[Records from a pointing dataset]
>>>>

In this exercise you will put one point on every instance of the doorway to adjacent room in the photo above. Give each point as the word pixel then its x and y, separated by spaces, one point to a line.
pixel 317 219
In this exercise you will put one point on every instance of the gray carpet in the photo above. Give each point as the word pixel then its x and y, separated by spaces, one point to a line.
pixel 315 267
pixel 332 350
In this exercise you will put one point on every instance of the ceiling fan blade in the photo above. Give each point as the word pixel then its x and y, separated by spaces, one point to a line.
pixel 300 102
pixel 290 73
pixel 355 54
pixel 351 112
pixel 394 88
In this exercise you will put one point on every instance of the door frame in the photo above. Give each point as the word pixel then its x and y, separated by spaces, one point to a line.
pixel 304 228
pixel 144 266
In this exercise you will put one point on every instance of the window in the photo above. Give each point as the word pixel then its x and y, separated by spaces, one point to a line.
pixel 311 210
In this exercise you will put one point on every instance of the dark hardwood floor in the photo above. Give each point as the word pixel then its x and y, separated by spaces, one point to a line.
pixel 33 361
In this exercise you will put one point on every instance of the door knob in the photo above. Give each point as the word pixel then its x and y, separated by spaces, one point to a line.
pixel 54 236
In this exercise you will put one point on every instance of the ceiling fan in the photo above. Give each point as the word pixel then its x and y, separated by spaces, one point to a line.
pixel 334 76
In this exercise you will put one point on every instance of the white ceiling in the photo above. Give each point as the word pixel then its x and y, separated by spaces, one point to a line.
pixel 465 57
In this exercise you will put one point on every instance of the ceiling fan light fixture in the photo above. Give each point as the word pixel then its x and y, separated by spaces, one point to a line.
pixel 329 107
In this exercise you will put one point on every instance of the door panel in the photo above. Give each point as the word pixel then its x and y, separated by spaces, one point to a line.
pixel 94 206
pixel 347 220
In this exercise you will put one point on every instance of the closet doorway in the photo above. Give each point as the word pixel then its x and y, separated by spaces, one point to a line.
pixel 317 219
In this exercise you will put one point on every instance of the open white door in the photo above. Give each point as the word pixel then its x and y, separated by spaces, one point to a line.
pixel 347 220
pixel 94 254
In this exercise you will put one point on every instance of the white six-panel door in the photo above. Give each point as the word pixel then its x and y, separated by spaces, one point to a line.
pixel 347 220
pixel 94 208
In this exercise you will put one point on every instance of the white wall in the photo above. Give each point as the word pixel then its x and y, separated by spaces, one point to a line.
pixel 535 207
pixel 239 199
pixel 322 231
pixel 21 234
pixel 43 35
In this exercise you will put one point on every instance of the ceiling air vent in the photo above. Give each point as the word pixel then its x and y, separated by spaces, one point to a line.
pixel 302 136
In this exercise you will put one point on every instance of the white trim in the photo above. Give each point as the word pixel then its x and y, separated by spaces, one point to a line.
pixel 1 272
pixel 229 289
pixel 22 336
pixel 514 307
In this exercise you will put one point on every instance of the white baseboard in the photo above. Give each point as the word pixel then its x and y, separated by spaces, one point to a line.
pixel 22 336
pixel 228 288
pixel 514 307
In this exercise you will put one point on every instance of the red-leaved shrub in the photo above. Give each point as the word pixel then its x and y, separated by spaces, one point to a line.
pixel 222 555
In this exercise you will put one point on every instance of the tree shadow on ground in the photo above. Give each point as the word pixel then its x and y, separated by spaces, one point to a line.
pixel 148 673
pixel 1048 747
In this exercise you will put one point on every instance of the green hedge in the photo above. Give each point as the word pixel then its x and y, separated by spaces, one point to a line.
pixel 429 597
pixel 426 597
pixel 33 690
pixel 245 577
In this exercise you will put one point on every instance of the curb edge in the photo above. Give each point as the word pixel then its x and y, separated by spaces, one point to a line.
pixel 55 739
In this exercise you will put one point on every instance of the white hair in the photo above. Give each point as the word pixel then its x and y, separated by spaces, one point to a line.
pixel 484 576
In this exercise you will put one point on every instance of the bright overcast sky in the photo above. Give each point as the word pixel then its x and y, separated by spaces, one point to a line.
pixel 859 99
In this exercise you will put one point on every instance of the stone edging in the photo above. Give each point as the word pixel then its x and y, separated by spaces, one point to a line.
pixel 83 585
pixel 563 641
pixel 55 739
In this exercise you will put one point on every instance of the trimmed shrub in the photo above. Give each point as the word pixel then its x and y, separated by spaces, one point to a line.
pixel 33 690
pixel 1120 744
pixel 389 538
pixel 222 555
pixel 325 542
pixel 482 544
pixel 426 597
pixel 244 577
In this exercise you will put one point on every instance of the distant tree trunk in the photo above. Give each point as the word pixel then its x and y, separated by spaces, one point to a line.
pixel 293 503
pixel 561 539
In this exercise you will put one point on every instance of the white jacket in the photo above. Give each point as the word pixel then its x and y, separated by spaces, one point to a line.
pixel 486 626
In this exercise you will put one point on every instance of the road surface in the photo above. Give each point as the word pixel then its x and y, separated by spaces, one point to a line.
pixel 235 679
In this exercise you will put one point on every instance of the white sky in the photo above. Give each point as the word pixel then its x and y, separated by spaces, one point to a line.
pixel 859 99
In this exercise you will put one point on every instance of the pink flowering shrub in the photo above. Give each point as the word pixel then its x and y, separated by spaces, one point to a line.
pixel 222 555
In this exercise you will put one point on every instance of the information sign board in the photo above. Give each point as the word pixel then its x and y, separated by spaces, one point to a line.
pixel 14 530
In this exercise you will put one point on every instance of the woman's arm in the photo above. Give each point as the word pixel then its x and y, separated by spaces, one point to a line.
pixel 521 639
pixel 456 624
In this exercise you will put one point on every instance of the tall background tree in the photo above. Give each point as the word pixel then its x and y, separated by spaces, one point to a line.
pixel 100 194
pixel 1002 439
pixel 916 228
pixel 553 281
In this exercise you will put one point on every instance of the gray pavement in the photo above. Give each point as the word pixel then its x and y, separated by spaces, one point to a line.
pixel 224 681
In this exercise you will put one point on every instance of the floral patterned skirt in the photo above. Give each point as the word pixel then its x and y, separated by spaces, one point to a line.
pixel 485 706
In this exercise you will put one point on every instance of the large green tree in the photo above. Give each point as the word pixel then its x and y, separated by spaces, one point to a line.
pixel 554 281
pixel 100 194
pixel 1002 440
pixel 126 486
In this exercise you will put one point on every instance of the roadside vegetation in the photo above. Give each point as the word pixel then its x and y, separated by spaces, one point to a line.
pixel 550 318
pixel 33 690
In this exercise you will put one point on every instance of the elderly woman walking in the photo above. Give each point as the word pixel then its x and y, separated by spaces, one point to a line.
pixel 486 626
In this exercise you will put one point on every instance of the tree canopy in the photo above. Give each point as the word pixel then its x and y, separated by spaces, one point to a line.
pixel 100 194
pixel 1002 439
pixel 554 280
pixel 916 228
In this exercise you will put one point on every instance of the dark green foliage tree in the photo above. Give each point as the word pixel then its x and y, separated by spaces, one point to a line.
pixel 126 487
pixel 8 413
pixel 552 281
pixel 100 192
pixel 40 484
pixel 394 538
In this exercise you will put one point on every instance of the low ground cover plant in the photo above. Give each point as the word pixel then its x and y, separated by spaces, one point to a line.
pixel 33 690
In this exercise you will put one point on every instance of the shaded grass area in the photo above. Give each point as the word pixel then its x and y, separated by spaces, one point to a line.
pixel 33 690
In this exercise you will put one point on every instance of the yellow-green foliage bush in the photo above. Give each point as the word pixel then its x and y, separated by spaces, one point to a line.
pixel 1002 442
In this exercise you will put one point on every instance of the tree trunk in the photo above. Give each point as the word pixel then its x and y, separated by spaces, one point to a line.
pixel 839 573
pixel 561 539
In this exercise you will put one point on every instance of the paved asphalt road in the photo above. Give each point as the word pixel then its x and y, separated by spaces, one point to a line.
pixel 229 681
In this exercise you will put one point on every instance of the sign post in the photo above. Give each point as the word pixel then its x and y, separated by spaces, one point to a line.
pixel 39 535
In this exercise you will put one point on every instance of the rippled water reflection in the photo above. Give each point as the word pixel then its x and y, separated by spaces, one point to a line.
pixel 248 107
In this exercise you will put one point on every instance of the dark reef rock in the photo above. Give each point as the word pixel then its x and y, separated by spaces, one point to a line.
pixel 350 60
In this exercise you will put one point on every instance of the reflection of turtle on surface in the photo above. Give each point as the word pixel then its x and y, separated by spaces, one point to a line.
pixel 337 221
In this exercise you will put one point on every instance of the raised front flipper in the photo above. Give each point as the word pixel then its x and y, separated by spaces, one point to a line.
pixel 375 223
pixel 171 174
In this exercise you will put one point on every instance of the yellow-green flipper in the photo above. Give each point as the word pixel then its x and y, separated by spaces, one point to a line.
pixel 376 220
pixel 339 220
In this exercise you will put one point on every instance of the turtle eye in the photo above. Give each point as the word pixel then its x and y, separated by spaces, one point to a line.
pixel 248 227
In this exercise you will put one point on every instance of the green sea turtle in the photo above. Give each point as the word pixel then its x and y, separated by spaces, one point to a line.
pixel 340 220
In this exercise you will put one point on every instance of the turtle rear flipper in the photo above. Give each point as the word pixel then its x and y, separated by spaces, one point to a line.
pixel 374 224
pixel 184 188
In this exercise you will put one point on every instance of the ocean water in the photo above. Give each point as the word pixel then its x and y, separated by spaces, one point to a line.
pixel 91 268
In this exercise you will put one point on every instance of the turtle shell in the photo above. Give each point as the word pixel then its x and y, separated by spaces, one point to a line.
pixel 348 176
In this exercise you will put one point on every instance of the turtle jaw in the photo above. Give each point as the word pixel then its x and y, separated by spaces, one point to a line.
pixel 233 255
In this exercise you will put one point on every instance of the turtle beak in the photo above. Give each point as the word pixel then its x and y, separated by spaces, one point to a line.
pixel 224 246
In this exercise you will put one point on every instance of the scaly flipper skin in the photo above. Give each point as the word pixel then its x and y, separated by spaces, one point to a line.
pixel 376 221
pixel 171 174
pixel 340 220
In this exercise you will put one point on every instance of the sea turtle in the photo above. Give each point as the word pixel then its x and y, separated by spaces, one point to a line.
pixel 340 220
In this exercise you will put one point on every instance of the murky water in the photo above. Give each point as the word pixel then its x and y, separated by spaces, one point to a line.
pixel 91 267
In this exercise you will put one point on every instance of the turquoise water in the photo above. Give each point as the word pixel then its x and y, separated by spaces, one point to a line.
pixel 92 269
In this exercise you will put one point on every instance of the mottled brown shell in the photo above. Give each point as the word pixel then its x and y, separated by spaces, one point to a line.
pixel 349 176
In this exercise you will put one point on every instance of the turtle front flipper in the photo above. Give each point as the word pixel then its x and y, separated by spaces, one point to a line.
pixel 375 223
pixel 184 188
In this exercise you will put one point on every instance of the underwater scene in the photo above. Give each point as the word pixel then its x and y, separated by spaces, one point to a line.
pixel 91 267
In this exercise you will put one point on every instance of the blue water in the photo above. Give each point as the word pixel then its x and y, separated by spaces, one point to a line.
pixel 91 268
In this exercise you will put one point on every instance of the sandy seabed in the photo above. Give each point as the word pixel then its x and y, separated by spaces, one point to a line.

<<<<

**Your objective**
Rewrite the lines between the one holding "of the paved" and the one holding "pixel 248 107", inclusive, as a Markdown table. Use a Row column for each line's number and a Line column for its text, and omit blank lines.

**Exercise solution**
| Row | Line |
|---|---|
| 1 | In this exercise you will put one point on every instance of the paved asphalt road in the photo above. Give each point as the word pixel then its x and y, separated by spaces, one point to a line. |
| 2 | pixel 229 681 |
| 3 | In this exercise you will put one point on every instance of the sign post in the photo above. Give each point as the word pixel then its x and y, separated by spaces, one point to a line. |
| 4 | pixel 39 535 |
| 5 | In this exercise you will put one point on every instance of the rippled water reflection in the photo above. Give each point as the word pixel then its x and y, separated by spaces, one point to a line. |
| 6 | pixel 248 107 |